**Exercise aim:** Could you print every record below exactly as it appears?
--------------------------------
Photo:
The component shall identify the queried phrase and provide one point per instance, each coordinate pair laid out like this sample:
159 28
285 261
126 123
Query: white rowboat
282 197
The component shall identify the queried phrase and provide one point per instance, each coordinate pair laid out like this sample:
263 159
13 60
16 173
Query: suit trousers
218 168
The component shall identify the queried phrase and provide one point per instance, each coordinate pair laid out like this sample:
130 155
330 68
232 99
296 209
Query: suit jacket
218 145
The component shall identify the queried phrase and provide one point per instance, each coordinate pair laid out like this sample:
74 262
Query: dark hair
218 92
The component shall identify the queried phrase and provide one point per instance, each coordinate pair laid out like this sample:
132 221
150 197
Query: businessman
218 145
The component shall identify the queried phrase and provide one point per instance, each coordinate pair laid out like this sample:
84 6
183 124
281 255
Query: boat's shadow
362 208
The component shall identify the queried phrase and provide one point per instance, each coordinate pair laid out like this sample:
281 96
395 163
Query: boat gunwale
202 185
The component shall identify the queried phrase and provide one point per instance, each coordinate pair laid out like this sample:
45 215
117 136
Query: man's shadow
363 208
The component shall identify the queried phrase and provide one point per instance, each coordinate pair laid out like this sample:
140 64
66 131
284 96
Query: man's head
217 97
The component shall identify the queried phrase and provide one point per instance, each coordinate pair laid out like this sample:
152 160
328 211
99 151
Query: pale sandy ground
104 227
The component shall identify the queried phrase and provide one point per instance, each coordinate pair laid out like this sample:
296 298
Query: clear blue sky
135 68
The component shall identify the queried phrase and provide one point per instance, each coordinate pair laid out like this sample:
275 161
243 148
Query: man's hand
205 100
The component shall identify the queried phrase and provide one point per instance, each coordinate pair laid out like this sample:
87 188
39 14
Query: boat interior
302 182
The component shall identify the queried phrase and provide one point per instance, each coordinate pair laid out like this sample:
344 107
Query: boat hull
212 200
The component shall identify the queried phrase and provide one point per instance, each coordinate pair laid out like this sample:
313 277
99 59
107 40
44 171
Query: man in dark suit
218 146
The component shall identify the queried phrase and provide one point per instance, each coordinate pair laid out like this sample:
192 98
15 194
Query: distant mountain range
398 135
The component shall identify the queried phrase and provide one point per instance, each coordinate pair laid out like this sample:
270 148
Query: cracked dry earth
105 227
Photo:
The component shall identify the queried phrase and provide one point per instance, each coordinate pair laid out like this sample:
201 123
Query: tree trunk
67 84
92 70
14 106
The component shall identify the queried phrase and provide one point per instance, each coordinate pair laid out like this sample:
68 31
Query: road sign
--------------------------------
**Problem solution:**
Photo:
The component shall identify the queried phrase and provide one point per instance, each coordinate pair laid out like this sample:
159 28
285 261
126 123
Query: white rowboat
282 197
The component shall identify the queried phrase and provide one point per instance, each coordinate pair laid out like this sample:
263 159
13 60
16 173
Query: suit trousers
218 168
The component shall identify the queried phrase and provide one point per instance, each coordinate pair laid out like this sample:
130 155
330 68
232 99
296 209
Query: suit jacket
218 145
The component shall identify the queried phrase and provide one point per instance, each coordinate pair laid out like this sample:
74 262
Query: dark hair
218 92
The component shall identify the queried phrase and provide one point per instance, each coordinate pair laid out like this sample:
132 221
150 197
Query: businessman
218 145
The component shall identify the queried phrase and provide one point per instance, each coordinate pair laid out like this sample:
84 6
183 124
281 255
Query: boat's shadow
362 208
The component shall identify the queried phrase and provide one point per instance, each coordinate pair laid out like this sample:
281 96
395 163
Query: boat gunwale
202 185
The component shall identify the queried phrase and provide one point per instance, each coordinate pair laid out like this sample:
45 215
117 136
Query: man's shadow
363 208
The component shall identify the queried phrase and provide one point per instance, each coordinate pair laid out like this sample:
140 64
66 131
284 96
Query: man's head
217 97
The component shall identify the queried phrase and provide one point per instance, each coordinate pair laid out like this sample:
152 160
328 211
99 151
Query: pale sandy ground
104 227
The component shall identify the queried phrase and provide one point per instance, each coordinate pair laid out like this sample:
296 298
Query: clear blue sky
135 68
The component shall identify the queried phrase and provide one point per instance, each coordinate pair laid out like this sample:
275 161
243 148
Query: man's hand
205 100
The component shall identify the queried phrase and provide one point per instance, each coordinate pair laid out like this sample:
87 188
39 14
Query: boat interior
302 182
The component shall identify the queried phrase and provide one point per instance, each coordinate pair laid out like this sample:
344 107
Query: boat hull
212 200
The component shall identify the queried phrase and provide one point per instance, each coordinate pair laid out like this sample:
313 277
99 59
107 40
44 171
Query: man in dark suit
218 146
The component shall identify the queried phrase and provide one point per instance, each coordinate pair laid out like this sample:
192 98
15 194
Query: distant mountain range
398 135
The component shall identify the queried phrase and provide one point per instance, each coordinate pair laid out like this sample:
270 148
Query: cracked dry earth
105 227
Photo:
The component shall identify the queried phrase and provide one point per instance, each coordinate pair laid out like this sample:
201 123
Query: tree trunk
67 84
92 70
14 106
The component shall identify the queried phrase and provide one point per instance, each coordinate pair laid out like this sample:
68 31
Query: road sign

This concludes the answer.